Write what comes next in the mailing-list message about LLVM design, picking up where it ends.

Document extract —
════

[LLVMdev] Some question on LLVM design
Marc Ordinas i Llopis
lists at tragnarion.com
Mon Oct 25 05:00:11 PDT 2004
Thanks all for the fast answers, I'm certainly understanding LLVM
better. Some more comments below:
Chris Lattner wrote:
>>Couldn't the front-end just produce stores/volatile stores and then a
>>compilation pass transform them into a write-barrier if necessary?
>
>
> Sortof. The problem with this is that (without gcwrite) there is no way
> to identify the stores that should be turned into write barriers. In
> particular, the heap may have multiple parts to it, some of which are GC'd
> and some are not. For example, the .NET framework has different pointer
> types for managed and unmanaged pointers: without the ability to represent
> both in LLVM, we could not support it.
>
Ok, I understand this now. Would allocation to different heaps be
represented using different intrinsics, then?
Also, some answers were provided by Reid Specer, so I'm merging the two
threads here:
> Intrinsics are intended to be replaceable by the target's code
> generation, if possible/necessary, or emulated with a function call if
> not. Language runtimes should be just that .. calls to functions located
> in libraries.
But sometimes it's more efficient to have knowledge of the runtime in
the compiler, i.e. inlining method lookup. Would that be implemented
using a lowering pass to substitute the function call for the runtime code?

════

(Dataset records)
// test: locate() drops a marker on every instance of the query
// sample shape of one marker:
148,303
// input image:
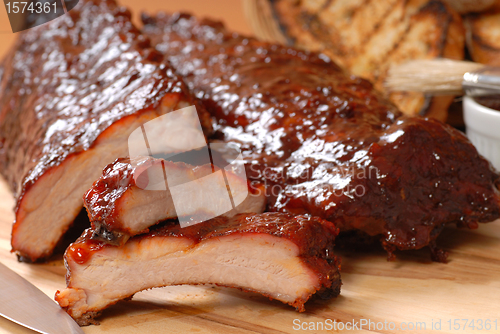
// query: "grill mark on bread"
370,53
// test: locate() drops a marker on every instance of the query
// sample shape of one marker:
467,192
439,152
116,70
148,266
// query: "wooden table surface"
409,290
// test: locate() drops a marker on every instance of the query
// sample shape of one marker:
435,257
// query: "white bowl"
483,129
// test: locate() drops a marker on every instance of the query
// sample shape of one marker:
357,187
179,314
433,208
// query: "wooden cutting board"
411,289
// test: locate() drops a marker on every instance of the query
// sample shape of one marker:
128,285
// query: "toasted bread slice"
483,36
368,36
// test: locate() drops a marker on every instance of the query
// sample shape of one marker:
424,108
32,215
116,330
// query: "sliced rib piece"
126,200
280,256
325,142
71,92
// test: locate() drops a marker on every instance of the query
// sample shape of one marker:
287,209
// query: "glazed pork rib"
126,200
324,142
280,256
71,92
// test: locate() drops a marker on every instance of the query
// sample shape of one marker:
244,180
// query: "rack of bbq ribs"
323,153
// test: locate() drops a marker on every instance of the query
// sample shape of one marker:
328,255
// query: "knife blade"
24,304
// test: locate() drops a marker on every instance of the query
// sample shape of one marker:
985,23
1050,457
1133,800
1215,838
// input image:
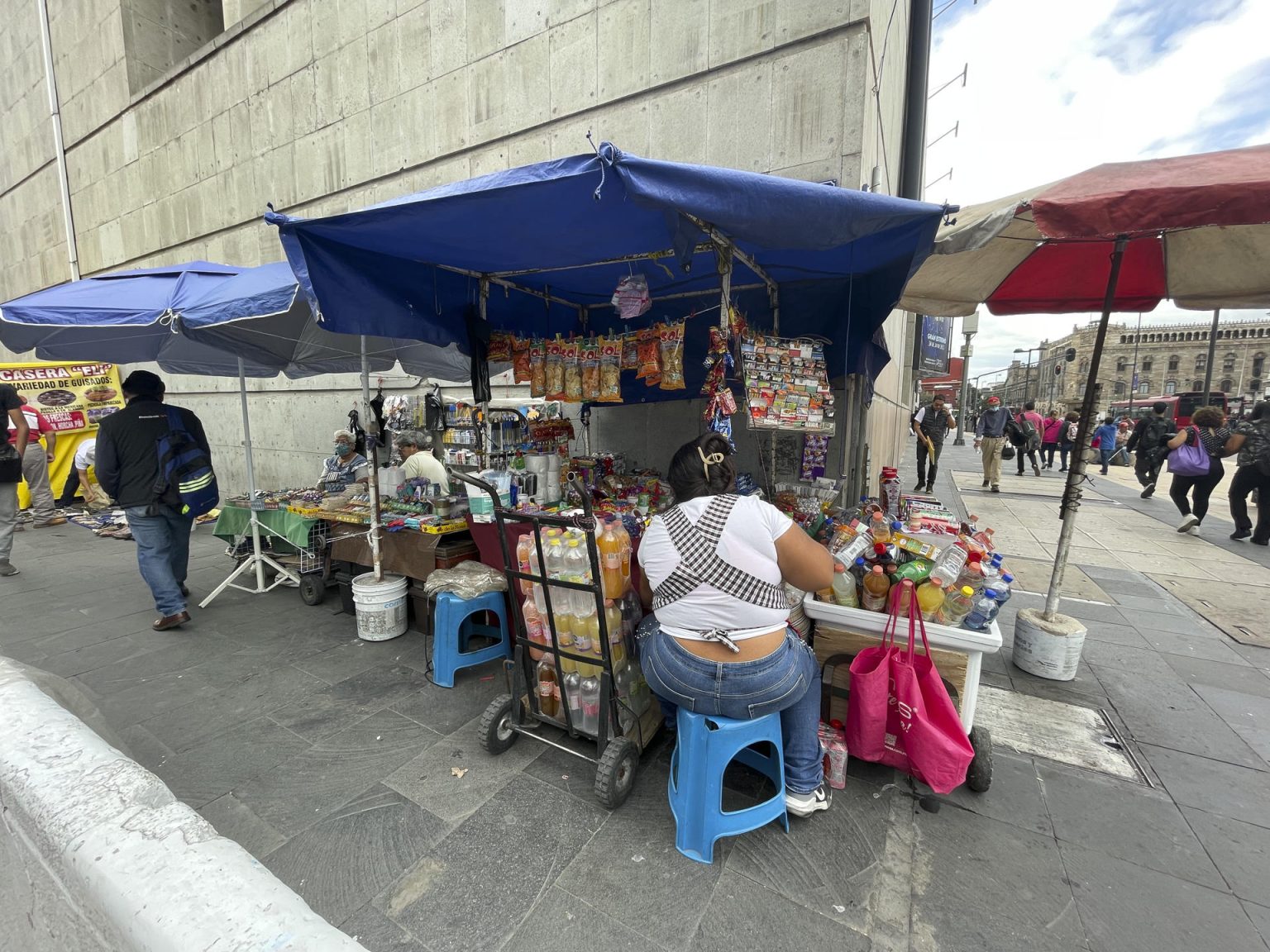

════

Answer to this problem —
>>2. Stack and registers
>
> I'm not sure what you mean. In particular, the alloca instruction is used
> to explicitly allocate stack space. Because it is not possible to take
> the address of LLVM registers, this the mechanism that we use to allocate
> stack space. Certain langauges do not need a stack, and thus do not need
> to use alloca, other languages (e.g. C) do. If you clarify your question
> I'll be able to give a more satisfactory answer.
>
So would it be possible to pass a pointer to a structure allocated in
the stack to a called function?
As to what I'm trying to do, more below.
Reid Spencer wrote:
> I'm not sure what you mean by a "separate stack". Register allocation
> can spill registers to THE stack. I'll let someone more knowledgeable
> about this answer.
I meant a stack separate from the infinite registers. I see now that we
need a stack for taking the address of objects, thanks.
>>3. Control transfer
> I'm not sure what it is that you are trying to do. The abstraction
> provided by the call instruction is good for the optimizers and analyses
> (because they see exactly what they need, not extra details), good for
> compilation speed, and good for target independence. Custom calling
> conventions (link above) are specifically designed to give the code
> generator the flexibility to pick the most efficient calling convention
> for a particular call/return pair.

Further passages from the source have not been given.